◆ RECORDS TO USE:
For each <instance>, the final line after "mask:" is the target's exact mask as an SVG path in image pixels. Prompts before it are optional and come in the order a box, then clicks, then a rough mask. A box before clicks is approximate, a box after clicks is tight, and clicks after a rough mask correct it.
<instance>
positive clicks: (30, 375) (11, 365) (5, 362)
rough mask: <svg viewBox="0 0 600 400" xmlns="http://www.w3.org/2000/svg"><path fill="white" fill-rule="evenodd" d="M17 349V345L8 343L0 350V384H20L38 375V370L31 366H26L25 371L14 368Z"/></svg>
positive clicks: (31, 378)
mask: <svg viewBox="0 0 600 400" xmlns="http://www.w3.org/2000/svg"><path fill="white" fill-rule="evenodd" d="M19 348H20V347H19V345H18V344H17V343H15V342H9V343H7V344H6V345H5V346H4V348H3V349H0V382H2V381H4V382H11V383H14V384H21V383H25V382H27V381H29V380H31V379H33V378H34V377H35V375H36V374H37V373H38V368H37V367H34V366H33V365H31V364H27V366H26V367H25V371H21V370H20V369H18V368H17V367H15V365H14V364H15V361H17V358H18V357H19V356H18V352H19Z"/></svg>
--
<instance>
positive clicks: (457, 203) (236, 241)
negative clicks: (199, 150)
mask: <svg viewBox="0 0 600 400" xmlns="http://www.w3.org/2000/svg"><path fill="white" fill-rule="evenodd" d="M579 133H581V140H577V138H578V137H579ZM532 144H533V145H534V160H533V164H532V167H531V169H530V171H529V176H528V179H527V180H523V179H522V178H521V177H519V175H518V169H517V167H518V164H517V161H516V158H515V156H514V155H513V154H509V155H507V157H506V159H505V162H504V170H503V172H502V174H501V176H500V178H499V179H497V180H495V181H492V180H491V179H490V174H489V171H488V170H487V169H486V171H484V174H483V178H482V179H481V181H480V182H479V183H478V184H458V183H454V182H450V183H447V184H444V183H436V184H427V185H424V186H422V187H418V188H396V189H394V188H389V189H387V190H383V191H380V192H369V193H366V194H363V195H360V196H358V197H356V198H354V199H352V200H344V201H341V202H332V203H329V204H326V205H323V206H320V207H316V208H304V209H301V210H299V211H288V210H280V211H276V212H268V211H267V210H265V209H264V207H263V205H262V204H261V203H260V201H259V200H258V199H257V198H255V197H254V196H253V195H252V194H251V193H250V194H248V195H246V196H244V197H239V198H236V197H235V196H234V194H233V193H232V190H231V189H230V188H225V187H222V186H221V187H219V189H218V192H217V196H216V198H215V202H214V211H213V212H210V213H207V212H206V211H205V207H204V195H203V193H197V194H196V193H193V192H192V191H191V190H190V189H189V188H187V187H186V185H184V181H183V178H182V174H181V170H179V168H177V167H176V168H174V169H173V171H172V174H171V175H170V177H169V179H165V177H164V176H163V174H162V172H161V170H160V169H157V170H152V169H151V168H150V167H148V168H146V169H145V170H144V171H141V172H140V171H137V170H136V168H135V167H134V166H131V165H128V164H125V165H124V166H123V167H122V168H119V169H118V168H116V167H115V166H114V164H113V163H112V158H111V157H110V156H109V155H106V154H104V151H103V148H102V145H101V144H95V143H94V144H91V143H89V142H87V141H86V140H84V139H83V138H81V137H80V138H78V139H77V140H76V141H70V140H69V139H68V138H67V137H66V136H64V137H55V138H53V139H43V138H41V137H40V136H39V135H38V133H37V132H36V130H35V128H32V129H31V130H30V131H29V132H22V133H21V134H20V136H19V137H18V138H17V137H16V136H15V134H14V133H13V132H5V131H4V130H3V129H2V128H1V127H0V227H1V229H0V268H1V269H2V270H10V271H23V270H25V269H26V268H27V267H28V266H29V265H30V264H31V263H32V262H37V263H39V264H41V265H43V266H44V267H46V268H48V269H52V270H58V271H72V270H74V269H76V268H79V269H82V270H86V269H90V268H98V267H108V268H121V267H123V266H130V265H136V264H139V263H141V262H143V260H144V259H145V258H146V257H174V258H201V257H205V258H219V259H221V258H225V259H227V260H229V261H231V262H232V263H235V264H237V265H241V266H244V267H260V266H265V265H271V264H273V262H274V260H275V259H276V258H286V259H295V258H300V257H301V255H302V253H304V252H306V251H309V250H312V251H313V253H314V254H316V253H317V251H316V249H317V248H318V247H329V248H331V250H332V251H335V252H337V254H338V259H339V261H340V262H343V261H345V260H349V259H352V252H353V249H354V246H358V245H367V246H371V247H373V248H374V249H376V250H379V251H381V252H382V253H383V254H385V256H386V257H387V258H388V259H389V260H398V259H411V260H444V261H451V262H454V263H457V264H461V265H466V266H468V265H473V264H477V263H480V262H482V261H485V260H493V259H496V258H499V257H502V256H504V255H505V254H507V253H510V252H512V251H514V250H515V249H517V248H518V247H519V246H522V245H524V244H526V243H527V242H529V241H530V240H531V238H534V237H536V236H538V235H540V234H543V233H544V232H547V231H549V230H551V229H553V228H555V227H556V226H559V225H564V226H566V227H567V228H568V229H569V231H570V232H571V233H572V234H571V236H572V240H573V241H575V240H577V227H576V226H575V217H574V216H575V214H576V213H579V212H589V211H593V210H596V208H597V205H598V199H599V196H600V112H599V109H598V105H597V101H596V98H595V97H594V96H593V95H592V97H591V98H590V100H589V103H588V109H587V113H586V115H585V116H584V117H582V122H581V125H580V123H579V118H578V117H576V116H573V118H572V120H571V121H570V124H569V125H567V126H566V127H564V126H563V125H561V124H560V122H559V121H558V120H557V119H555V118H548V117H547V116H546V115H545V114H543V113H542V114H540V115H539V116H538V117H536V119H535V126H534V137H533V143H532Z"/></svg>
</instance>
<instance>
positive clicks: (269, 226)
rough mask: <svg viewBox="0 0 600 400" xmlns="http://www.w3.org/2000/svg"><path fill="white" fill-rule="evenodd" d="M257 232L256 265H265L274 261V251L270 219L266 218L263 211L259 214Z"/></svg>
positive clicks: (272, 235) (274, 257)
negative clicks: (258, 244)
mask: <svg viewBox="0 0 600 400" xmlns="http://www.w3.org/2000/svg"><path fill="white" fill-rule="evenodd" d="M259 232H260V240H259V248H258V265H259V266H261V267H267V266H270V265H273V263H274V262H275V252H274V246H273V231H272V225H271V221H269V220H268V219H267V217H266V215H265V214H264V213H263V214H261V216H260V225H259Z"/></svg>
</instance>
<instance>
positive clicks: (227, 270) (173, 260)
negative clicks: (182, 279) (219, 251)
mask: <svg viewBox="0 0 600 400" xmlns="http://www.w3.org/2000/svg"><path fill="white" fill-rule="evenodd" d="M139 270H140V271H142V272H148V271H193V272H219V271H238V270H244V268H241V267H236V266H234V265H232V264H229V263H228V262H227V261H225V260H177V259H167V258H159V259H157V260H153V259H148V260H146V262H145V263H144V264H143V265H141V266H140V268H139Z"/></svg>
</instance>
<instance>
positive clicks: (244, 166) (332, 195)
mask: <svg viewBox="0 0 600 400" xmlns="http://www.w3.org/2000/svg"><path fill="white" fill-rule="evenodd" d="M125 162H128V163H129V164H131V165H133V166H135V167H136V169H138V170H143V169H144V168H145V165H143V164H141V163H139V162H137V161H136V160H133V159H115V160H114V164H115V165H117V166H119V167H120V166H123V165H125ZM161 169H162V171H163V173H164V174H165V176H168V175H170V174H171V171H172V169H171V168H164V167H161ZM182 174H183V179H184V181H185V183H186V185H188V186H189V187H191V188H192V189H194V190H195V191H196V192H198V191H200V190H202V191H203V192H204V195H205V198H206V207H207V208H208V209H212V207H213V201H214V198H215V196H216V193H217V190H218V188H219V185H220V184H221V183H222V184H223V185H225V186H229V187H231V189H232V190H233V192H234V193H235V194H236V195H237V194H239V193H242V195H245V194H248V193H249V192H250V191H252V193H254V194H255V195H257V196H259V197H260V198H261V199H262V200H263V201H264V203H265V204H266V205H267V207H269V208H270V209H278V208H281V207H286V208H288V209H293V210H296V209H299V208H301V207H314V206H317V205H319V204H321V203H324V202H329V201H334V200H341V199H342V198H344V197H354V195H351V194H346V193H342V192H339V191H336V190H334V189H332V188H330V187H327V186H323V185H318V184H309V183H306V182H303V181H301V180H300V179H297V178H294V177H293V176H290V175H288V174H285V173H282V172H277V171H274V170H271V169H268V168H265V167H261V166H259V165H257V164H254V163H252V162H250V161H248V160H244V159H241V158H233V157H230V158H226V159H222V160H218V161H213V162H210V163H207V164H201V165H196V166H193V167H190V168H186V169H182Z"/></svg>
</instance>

◆ WHAT IS EXPECTED: Show every line of the listing above that contains the string "negative", treating uppercase and lowercase as different.

◆ FINISHED EXERCISE:
negative clicks: (199, 150)
negative clicks: (258, 244)
negative clicks: (182, 279) (219, 251)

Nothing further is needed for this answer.